BEGIN

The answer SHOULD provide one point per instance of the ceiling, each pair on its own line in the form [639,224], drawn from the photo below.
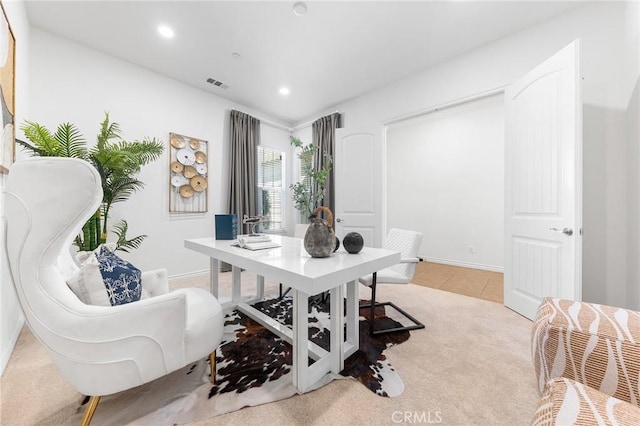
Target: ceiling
[334,52]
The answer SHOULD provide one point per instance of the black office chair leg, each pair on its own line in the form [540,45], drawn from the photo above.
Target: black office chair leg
[285,293]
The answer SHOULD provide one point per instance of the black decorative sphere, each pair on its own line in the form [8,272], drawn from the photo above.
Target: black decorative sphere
[353,242]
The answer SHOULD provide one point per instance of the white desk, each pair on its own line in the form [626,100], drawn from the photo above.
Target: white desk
[293,267]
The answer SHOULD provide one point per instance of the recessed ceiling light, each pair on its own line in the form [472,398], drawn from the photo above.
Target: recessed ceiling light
[299,8]
[166,31]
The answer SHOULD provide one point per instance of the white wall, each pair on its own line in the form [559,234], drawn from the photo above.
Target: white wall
[633,156]
[607,84]
[11,318]
[445,178]
[633,198]
[277,138]
[68,82]
[88,83]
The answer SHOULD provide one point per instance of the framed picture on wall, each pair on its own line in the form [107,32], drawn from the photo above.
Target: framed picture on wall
[188,172]
[7,89]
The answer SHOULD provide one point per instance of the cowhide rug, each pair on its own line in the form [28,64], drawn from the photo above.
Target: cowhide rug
[255,356]
[253,368]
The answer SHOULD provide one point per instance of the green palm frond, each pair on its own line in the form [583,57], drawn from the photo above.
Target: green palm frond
[120,188]
[144,151]
[124,244]
[43,142]
[71,142]
[117,162]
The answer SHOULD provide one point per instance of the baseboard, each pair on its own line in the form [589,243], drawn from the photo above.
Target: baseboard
[189,275]
[7,349]
[465,264]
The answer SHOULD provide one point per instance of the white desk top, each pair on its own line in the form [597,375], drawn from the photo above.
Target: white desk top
[292,266]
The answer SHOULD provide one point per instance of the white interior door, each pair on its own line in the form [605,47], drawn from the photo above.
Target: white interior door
[358,185]
[543,188]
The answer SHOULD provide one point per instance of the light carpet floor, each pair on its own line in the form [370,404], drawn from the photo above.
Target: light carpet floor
[471,365]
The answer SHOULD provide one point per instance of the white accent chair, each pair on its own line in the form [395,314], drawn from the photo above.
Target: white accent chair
[408,244]
[298,232]
[99,350]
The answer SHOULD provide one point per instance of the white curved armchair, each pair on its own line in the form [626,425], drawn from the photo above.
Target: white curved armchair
[408,244]
[99,350]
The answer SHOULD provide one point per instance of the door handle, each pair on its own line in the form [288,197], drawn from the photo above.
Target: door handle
[566,231]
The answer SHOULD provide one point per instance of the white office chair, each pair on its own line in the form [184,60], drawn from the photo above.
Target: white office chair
[408,244]
[99,350]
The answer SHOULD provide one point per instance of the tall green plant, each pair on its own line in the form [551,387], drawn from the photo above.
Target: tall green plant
[309,192]
[117,161]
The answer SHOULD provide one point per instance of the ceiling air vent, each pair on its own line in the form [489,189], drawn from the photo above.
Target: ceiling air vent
[217,83]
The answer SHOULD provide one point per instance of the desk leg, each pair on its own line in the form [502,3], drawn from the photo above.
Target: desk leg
[213,276]
[236,285]
[260,287]
[300,344]
[353,323]
[337,330]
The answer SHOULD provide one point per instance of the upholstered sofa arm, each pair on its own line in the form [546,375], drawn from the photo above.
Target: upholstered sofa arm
[567,402]
[155,282]
[595,345]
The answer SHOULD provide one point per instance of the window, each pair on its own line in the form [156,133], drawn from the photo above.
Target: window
[271,188]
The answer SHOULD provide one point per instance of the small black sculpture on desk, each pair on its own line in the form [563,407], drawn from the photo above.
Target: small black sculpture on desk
[254,221]
[353,242]
[320,239]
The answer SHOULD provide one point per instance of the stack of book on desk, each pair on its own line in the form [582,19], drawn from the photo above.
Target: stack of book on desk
[256,242]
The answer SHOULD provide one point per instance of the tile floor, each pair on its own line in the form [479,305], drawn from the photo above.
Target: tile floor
[477,283]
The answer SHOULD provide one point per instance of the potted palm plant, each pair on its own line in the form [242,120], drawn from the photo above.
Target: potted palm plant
[117,161]
[309,192]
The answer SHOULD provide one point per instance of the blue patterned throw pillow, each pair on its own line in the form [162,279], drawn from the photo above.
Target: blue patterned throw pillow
[121,278]
[105,279]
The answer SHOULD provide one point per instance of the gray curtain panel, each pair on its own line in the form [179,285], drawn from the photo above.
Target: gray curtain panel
[244,140]
[324,135]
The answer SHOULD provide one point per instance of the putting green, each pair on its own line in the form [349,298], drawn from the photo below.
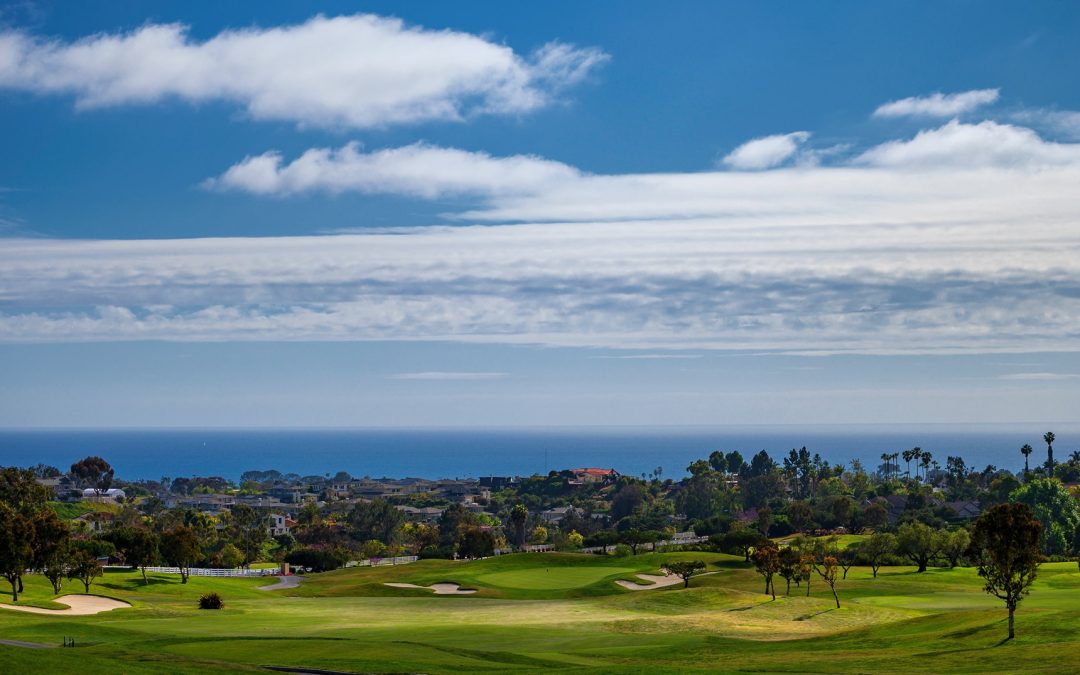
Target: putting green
[551,578]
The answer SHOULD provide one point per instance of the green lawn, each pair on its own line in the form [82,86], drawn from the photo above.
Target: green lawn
[555,611]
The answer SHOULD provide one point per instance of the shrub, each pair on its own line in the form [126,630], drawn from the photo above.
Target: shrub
[211,601]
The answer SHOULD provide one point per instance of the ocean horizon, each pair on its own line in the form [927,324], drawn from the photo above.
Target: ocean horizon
[431,453]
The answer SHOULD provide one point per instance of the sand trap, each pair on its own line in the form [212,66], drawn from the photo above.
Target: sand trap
[77,606]
[655,581]
[440,589]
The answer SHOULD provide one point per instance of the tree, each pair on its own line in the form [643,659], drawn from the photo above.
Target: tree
[180,547]
[788,559]
[518,515]
[93,472]
[877,549]
[1004,545]
[848,557]
[375,520]
[1026,451]
[248,531]
[685,569]
[138,548]
[767,562]
[740,542]
[51,550]
[1049,439]
[1055,509]
[83,565]
[918,542]
[16,547]
[827,572]
[955,544]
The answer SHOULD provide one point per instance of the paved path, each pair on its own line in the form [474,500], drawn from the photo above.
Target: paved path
[77,606]
[18,643]
[440,589]
[283,582]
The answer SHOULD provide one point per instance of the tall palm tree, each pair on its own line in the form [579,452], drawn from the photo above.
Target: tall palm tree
[1025,451]
[1049,437]
[908,455]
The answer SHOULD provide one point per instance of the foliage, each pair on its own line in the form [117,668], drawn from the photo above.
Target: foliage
[1055,509]
[211,601]
[1006,548]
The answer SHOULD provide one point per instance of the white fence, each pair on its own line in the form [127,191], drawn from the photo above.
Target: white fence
[379,562]
[201,571]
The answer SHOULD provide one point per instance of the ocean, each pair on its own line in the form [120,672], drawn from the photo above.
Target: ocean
[472,453]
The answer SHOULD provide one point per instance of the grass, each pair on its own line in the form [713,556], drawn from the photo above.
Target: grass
[556,611]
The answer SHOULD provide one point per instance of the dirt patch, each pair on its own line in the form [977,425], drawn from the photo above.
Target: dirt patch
[77,606]
[655,581]
[440,589]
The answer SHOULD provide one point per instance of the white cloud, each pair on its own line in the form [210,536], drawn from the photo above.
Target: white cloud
[1040,377]
[766,152]
[355,71]
[448,376]
[417,170]
[939,105]
[983,145]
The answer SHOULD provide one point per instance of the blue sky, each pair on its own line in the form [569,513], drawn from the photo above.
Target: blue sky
[689,213]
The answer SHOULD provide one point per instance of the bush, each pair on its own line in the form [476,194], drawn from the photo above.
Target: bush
[211,601]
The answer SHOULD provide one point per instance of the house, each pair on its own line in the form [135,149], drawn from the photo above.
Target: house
[554,515]
[280,524]
[967,510]
[111,496]
[591,474]
[94,522]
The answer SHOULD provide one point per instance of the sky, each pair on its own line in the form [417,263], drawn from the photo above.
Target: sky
[374,214]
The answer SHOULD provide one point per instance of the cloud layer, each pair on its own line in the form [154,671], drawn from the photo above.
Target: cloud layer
[381,70]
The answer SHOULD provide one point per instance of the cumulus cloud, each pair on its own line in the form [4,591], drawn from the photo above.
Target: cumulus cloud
[417,170]
[983,145]
[355,71]
[766,152]
[937,105]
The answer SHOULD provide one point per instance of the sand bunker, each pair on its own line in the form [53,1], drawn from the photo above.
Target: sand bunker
[440,589]
[77,606]
[655,581]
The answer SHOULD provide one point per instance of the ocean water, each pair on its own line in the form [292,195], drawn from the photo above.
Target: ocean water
[461,453]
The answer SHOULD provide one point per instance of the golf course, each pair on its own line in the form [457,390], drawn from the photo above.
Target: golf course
[553,611]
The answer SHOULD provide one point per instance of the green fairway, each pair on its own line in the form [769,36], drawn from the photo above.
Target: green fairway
[542,578]
[552,611]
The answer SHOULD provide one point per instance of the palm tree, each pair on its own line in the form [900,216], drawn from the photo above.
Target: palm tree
[1049,437]
[925,460]
[1025,451]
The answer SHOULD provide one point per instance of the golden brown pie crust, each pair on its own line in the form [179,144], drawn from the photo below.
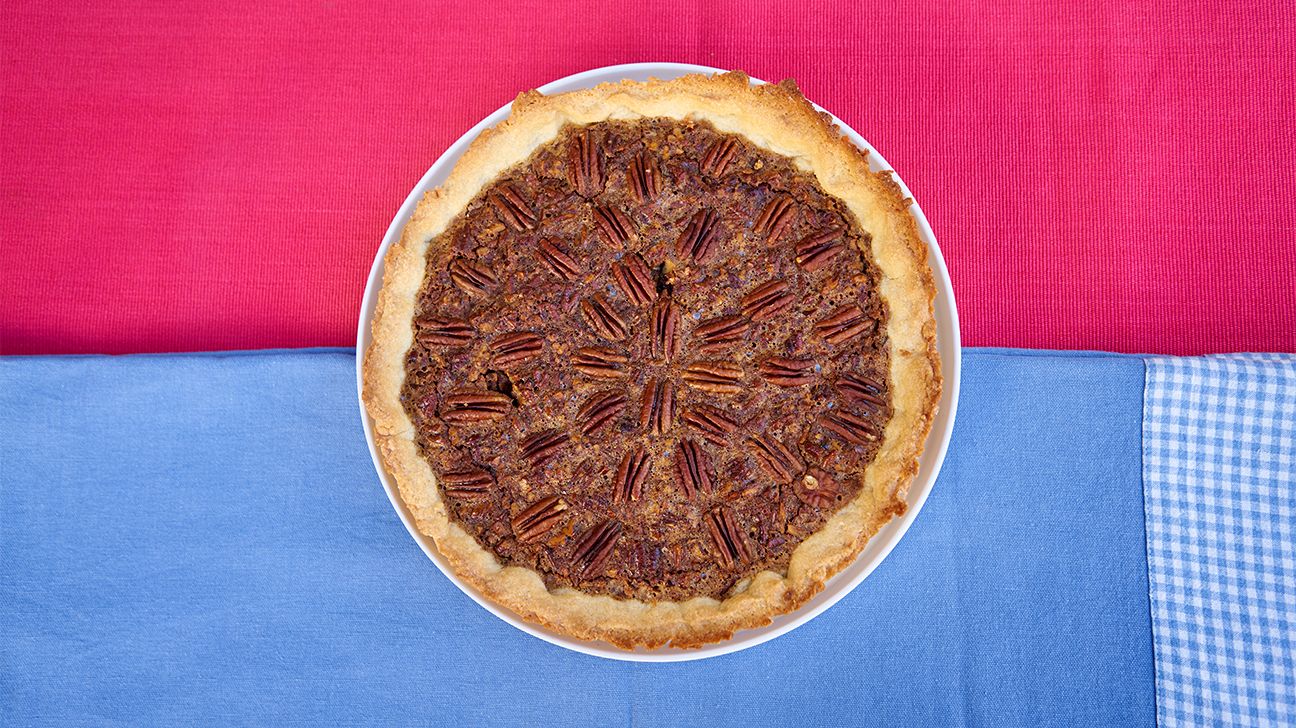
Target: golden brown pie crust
[775,118]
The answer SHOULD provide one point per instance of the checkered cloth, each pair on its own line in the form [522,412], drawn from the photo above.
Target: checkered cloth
[1218,470]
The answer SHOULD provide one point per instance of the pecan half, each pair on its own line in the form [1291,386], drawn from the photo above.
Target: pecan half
[559,262]
[643,176]
[767,299]
[775,456]
[600,363]
[472,276]
[775,218]
[844,324]
[595,547]
[467,483]
[699,236]
[787,372]
[665,329]
[604,319]
[713,424]
[585,165]
[537,518]
[850,428]
[817,489]
[613,223]
[463,407]
[719,377]
[718,157]
[815,250]
[513,211]
[730,540]
[542,446]
[631,476]
[634,280]
[445,330]
[600,409]
[862,390]
[657,407]
[517,347]
[718,333]
[694,466]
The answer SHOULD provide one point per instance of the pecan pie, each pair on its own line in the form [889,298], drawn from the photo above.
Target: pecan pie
[656,360]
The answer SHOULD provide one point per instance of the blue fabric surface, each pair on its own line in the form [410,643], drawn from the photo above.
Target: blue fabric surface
[202,539]
[1220,487]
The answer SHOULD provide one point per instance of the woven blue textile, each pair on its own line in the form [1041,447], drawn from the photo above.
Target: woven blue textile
[201,539]
[1220,473]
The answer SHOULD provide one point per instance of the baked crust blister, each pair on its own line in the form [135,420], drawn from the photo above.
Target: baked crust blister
[775,118]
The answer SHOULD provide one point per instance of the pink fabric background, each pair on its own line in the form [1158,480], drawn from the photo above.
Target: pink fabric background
[1100,175]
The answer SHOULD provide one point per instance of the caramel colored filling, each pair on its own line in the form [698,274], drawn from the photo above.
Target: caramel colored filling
[649,360]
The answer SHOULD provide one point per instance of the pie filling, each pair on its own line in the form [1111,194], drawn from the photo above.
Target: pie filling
[649,360]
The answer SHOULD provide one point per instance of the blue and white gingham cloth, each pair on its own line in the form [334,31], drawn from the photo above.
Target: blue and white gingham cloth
[1220,491]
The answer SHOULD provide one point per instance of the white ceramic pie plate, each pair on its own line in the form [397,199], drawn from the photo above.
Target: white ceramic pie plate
[841,584]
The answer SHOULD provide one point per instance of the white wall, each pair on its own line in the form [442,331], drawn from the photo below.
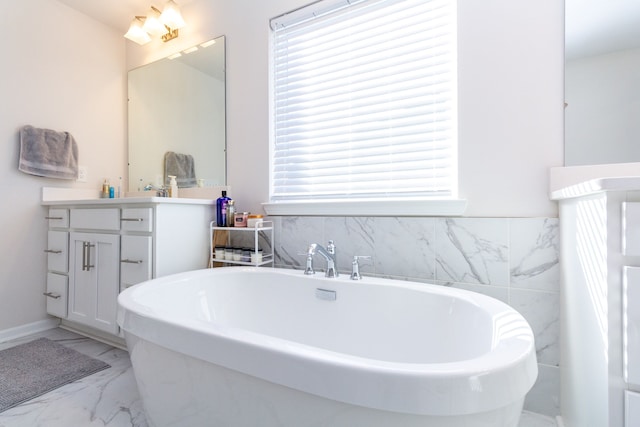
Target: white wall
[67,77]
[603,93]
[511,97]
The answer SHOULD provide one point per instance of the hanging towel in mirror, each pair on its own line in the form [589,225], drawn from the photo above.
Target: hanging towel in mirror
[182,167]
[48,153]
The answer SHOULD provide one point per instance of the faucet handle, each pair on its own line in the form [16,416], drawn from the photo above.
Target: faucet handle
[308,270]
[355,267]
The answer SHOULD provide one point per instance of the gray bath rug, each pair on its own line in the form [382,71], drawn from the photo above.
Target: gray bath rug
[37,367]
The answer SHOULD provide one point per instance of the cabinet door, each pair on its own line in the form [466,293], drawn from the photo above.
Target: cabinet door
[56,294]
[57,251]
[135,260]
[93,280]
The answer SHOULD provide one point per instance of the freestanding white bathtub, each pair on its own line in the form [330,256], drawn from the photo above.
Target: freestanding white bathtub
[252,347]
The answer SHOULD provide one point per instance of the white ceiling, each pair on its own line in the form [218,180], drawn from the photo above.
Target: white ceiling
[594,27]
[117,14]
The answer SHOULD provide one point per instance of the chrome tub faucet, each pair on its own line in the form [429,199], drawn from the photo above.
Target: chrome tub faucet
[328,254]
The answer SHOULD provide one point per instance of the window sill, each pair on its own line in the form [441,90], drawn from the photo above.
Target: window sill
[383,207]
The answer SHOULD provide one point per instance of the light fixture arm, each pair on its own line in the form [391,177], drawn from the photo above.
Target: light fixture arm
[168,18]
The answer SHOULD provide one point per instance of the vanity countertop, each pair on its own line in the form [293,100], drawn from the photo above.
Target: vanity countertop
[129,201]
[578,181]
[52,196]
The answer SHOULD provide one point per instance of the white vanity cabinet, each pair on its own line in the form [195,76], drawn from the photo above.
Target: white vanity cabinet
[57,250]
[103,246]
[600,311]
[93,280]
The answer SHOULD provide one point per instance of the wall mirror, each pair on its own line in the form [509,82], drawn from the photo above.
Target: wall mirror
[177,105]
[602,88]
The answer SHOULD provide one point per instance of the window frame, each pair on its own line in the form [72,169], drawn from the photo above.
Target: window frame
[375,206]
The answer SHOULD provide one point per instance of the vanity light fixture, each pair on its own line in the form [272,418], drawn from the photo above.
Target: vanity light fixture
[164,24]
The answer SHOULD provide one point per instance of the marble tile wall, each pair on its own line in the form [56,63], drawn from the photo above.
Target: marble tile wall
[512,259]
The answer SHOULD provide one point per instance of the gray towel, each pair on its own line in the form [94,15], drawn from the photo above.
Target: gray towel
[48,153]
[182,167]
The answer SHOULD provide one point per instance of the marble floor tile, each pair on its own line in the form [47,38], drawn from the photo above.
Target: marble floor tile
[110,397]
[107,398]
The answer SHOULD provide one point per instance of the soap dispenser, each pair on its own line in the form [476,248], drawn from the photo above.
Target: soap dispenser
[173,186]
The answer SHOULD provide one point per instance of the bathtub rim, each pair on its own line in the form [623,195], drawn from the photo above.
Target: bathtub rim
[415,388]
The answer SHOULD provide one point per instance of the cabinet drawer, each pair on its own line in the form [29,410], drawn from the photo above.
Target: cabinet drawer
[135,260]
[95,219]
[137,219]
[58,218]
[57,251]
[56,294]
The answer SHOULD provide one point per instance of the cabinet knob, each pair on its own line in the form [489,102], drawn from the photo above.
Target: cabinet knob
[51,295]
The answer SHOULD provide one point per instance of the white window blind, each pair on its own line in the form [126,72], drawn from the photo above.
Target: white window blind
[364,100]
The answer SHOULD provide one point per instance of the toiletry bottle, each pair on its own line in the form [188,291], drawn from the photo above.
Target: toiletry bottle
[221,209]
[105,189]
[231,213]
[173,186]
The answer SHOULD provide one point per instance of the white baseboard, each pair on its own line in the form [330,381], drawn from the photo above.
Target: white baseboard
[28,329]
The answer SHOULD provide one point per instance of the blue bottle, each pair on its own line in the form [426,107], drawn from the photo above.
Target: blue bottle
[221,209]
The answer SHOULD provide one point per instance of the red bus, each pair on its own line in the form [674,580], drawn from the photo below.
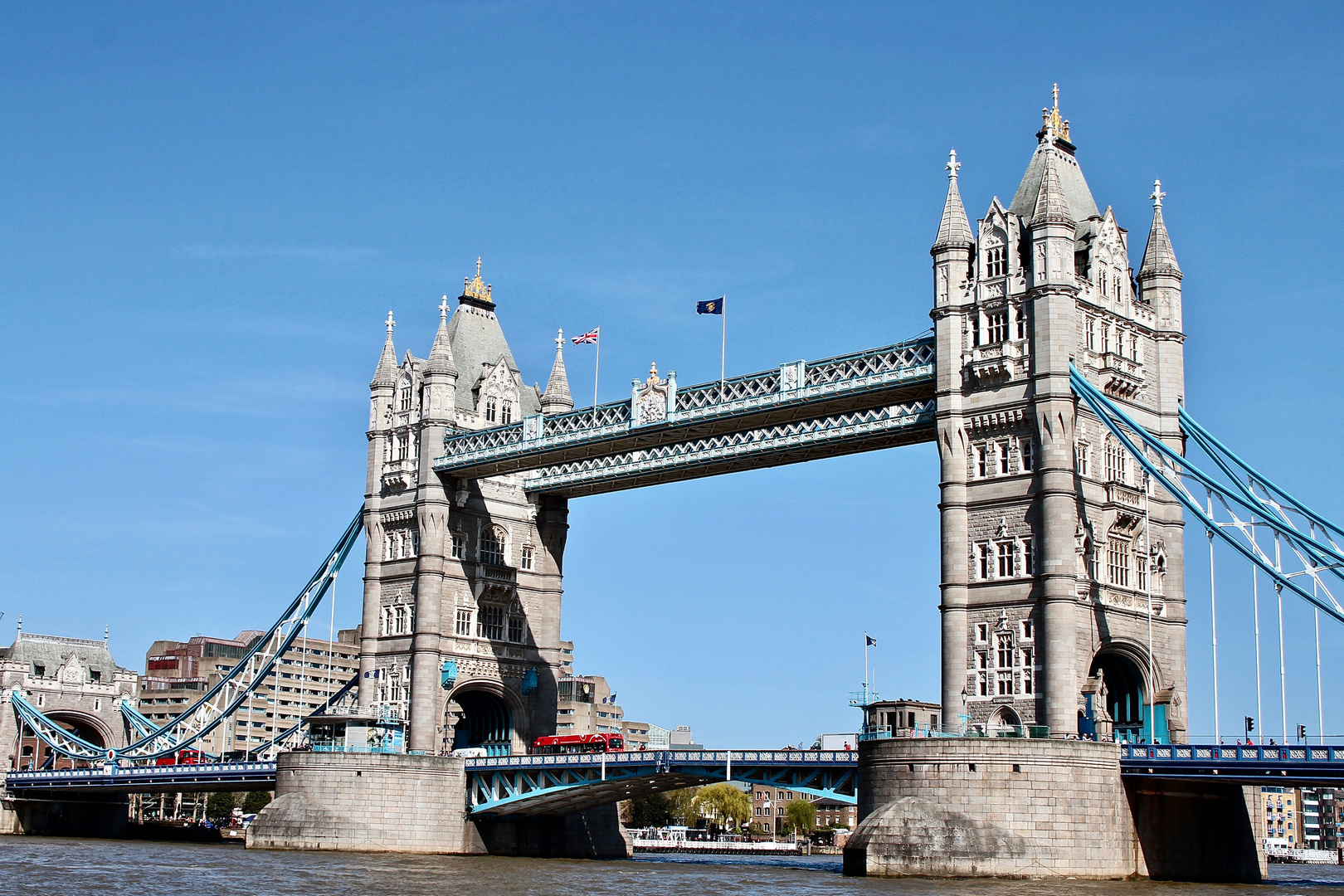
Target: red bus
[183,758]
[578,743]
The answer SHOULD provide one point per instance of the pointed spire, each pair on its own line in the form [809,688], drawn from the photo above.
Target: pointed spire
[1159,257]
[386,373]
[557,397]
[441,355]
[955,229]
[1051,206]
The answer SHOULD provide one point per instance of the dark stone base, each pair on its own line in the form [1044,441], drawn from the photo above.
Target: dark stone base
[105,817]
[596,833]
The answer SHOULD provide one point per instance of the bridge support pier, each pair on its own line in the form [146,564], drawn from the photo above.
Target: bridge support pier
[992,807]
[382,802]
[594,833]
[93,817]
[1198,830]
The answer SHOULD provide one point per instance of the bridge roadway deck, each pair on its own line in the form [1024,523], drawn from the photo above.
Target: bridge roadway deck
[144,779]
[550,785]
[800,411]
[566,783]
[1246,765]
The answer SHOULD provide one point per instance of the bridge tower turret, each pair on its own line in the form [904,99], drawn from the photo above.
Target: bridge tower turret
[1047,564]
[463,579]
[953,271]
[379,431]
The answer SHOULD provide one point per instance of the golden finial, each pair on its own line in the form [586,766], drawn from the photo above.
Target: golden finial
[476,288]
[1050,119]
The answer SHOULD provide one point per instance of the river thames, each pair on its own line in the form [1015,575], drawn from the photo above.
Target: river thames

END

Instructions to follow :: Everything above from the line with "[218,180], drawn from the photo above." to the line with "[56,63], drawn from the photo above.", both included, must be repeated exactly, and nothing outside that range.

Exercise answer ::
The answer SHOULD provide one point per instance of the white ceiling, each pair on its own line in the form [218,180], drawn from the photo above.
Target: white ceiling
[594,27]
[117,14]
The answer SHOULD provide one point per instance of the chrome tub faucet, each pair on its own line in the form [429,199], drawn from the photo above.
Target: chrome tub faucet
[328,254]
The answer SHOULD provide one point per instance of the window sill, each pair on its own line in the form [441,90], drawn from the photo above.
Target: window sill
[383,207]
The answer SHOULD provide one point per instance of the light fixture arm, each pair on its own line in the form [391,177], drawn from the photo above.
Target: light fixture arm
[168,18]
The answer SHOULD provide one point per instance of the vanity countertop, each pair on its own line in the form [293,100], drawn from the photo above.
Target: vanity countertop
[129,201]
[578,181]
[52,196]
The answer SHOULD provide one point per instance of the white vanity cabinet, each pair on its own line in the form [195,76], drawn from the photo above.
Target: white vanity cabinet
[57,250]
[103,246]
[600,311]
[93,280]
The answer SHOULD provide one point per instance of the wall mirror, each pair on its own line in the form [509,82], drawn from the photo above.
Target: wall mirror
[177,105]
[602,88]
The answer SHOULD provide one point per instance of the window frame, each pair on its own line in the form [72,169], drawn from the photo above.
Target: window frame
[375,206]
The answer SHOULD provide one point per instance of the vanity light fixture, each pair on its own line in the form [272,418], drawn from the photo above.
Target: vanity light fixture
[164,24]
The answer SHOULD provide one point per instance of the marble tile wall, each pair on its own line in the form [56,63], drawn from the photo above.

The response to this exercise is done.